Copy word for word the part of the rows that opens with the line containing "Where can the bird's beak" and closes at the end of the rows, including both ends. Leave the pictures out of your answer.
======== RAW DATA
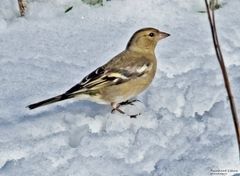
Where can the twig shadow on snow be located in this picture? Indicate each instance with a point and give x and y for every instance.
(75, 108)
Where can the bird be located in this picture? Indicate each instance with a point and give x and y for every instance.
(122, 78)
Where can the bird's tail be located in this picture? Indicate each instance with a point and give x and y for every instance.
(50, 101)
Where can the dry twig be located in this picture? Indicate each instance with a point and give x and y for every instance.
(22, 6)
(218, 51)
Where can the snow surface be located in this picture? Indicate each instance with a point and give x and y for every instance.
(185, 128)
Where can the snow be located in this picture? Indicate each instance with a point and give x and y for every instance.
(186, 126)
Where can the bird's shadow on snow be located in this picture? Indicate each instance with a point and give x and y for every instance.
(85, 108)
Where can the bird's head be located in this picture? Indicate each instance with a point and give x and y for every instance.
(145, 40)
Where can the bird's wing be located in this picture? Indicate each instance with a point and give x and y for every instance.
(107, 76)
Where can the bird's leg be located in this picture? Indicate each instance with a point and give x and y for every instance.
(129, 102)
(116, 108)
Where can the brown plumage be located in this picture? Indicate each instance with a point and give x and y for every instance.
(123, 77)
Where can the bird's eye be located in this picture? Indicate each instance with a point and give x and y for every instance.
(151, 34)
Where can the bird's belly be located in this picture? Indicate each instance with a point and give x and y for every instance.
(125, 91)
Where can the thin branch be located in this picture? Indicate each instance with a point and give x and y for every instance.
(22, 6)
(219, 54)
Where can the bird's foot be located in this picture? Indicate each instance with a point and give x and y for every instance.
(116, 108)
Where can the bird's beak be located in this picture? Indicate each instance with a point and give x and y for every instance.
(163, 35)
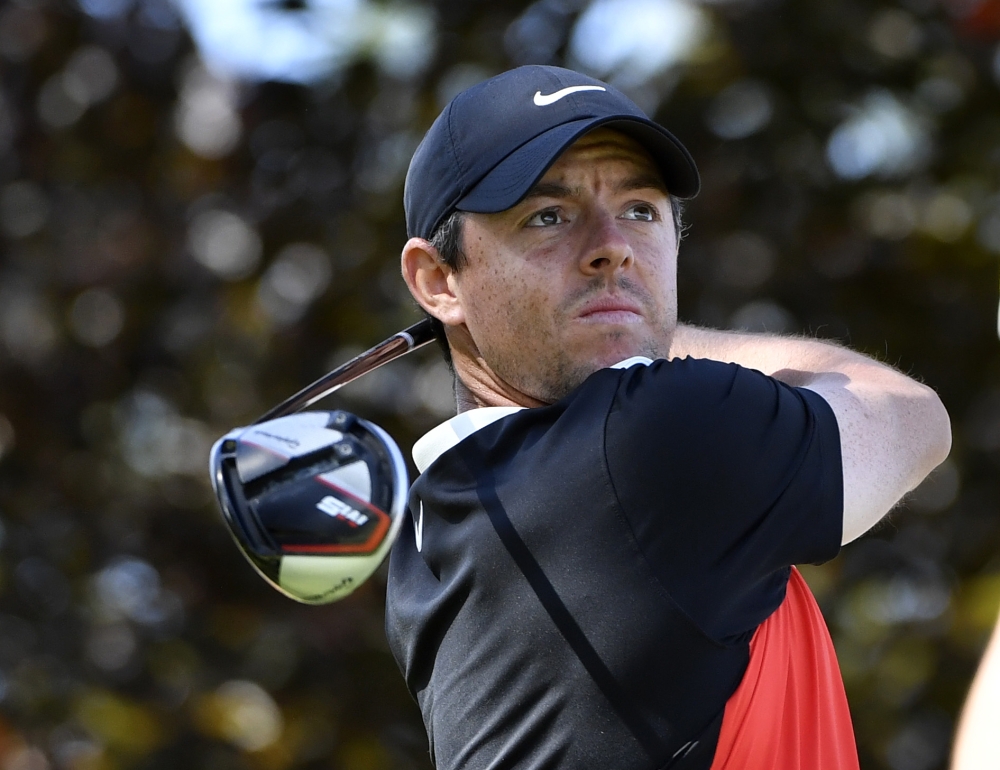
================
OUTPUT OF THE EXERCISE:
Where can the bird's beak be located in this picture? Indicate each instance with a point and give x and y for every instance.
(163, 35)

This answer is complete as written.